Memasuki masa kolonial Hindia Belanda, beras dari padi menjadi makanan pokok masyarakat di koloni. Menurut Sajogyo & William L. Collier dalam buku Budidaya Padi di Jawa (1986), pemerintah Hindia Belanda pernah mengalami kerugian dari bertani padi pada periode 1861 hingga 1871, dengan total nilai kerugian mencapai 5.775 ton emas di 21 kota. Kerugian tersebut disebabkan oleh rendahnya produktivitas sawah serta modal yang tidak sepadan dengan banyaknya buruh tani yang bekerja.
Pemerintah Kolonial Belanda kemudian membuat kebijakan menanam sumber karbohidrat lain, seperti jagung, ketela, ubi dan kentang, Menurut Yusuf Budi Prasetya Santosa dan Hendi Irawan dalam artikel Sejarah Perkembangan Makanan Indonesia Dari Abad Ke 10 Hingga Masa Pendudukan Jepang (2023), dampaknya memunculkan variasi makanan tradisional seperti Gethuk, Tiwul, Nasi Jagung dan sejenisnya. Selain itu, secara sosial ekonomi, dianggap sebagai makanan rakyat jelata yang hidup miskin.
Namun, pada dekade 1930-an, pemerintah Hindia Belanda mulai melakukan impor beras, karena semakin banyaknya populasi di koloni, dan sebagai dampak Perang Dunia I. Menurut Syafaat Rahman Musyaqqat dalam artikel Antara Kuasa Negara dan Warisan Jalur Rempah: Perdagangan Beras di Sulawesi Selatan Pada Dekade 1930-an (2020), salah satu daerah yang menjadi lumbung pangan saat itu adalah Sulawesi Selatan, karena menjadi wilayah dalam Jalur Perdagangan Rempah. Hal ini tertuang dalam aturan Rijstinvoer-Ordonantie pada 1933.
Setelah merdeka, Indonesia berupaya untuk mewujudkan swasembada pangan. Gagasan untuk swasembada tersebut digagas pertama kali oleh I. J. Kasimo, Menteri Negara Urusan Pangan dalam Kabinet Amir Sjarifuddin II pada November 1947. Ia menargetkan swasembada pangan dapat dicapai oleh Indonesia sebelum tahun 1956.
· · · · ·
### TERAPKAN YANG DIBACA:
1. Sunting bagian teks sumber yang dibuka dengan kata-kata "Namun, pada dekade" dan ditutup dengan "sebelum tahun 1956.". Tulis ulang bagian itu dengan mengganti "impor beras" menjadi "pembelian beras dari luar negeri".
2. Jawablah pertanyaan berikut berdasarkan teks sumber.
(a) Apa judul buku karya Sajogyo & William L. Collier yang disebut dalam teks?
(b) Aturan apa yang memuat ketentuan tentang Sulawesi Selatan sebagai lumbung pangan pada 1933?
(c) Siapa yang pertama kali menggagas swasembada pangan setelah Indonesia merdeka?

Data Tersimpan
· · · · ·
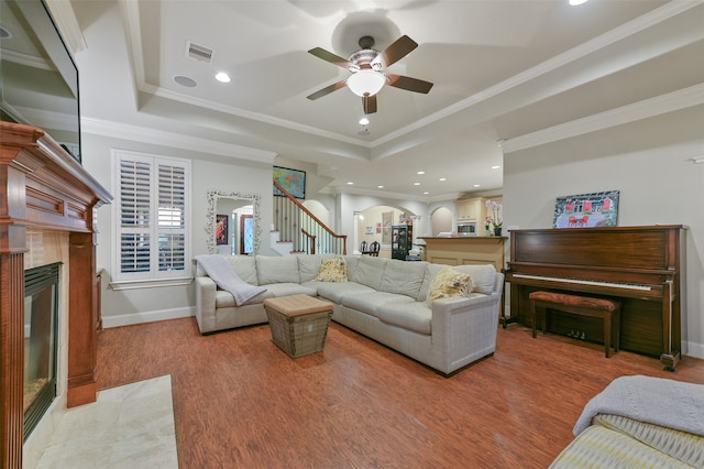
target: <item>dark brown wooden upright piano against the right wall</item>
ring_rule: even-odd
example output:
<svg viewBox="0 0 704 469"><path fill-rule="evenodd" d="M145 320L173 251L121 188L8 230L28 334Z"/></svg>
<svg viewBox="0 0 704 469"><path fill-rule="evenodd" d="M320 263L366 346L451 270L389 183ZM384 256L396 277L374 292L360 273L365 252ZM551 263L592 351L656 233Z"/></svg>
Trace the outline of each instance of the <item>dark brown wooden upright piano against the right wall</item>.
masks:
<svg viewBox="0 0 704 469"><path fill-rule="evenodd" d="M510 231L510 317L530 325L530 292L572 293L619 301L622 349L659 357L674 370L680 361L681 312L685 301L686 228L569 228ZM601 341L601 321L551 312L548 330L581 331Z"/></svg>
· · · · ·
### JAWABAN TUGAS:
1.
Namun, pada dekade 1930-an, pemerintah Hindia Belanda mulai melakukan pembelian beras dari luar negeri, karena semakin banyaknya populasi di koloni, dan sebagai dampak Perang Dunia I. Menurut Syafaat Rahman Musyaqqat dalam artikel Antara Kuasa Negara dan Warisan Jalur Rempah: Perdagangan Beras di Sulawesi Selatan Pada Dekade 1930-an (2020), salah satu daerah yang menjadi lumbung pangan saat itu adalah Sulawesi Selatan, karena menjadi wilayah dalam Jalur Perdagangan Rempah. Hal ini tertuang dalam aturan Rijstinvoer-Ordonantie pada 1933.
Setelah merdeka, Indonesia berupaya untuk mewujudkan swasembada pangan. Gagasan untuk swasembada tersebut digagas pertama kali oleh I. J. Kasimo, Menteri Negara Urusan Pangan dalam Kabinet Amir Sjarifuddin II pada November 1947. Ia menargetkan swasembada pangan dapat dicapai oleh Indonesia sebelum tahun 1956.

2.
(a) Judulnya Budidaya Padi di Jawa (1986).
(b) Ketentuan itu tertuang dalam aturan Rijstinvoer-Ordonantie.
(c) Gagasan itu pertama kali dicetuskan oleh I. J. Kasimo, Menteri Negara Urusan Pangan dalam Kabinet Amir Sjarifuddin II, pada November 1947.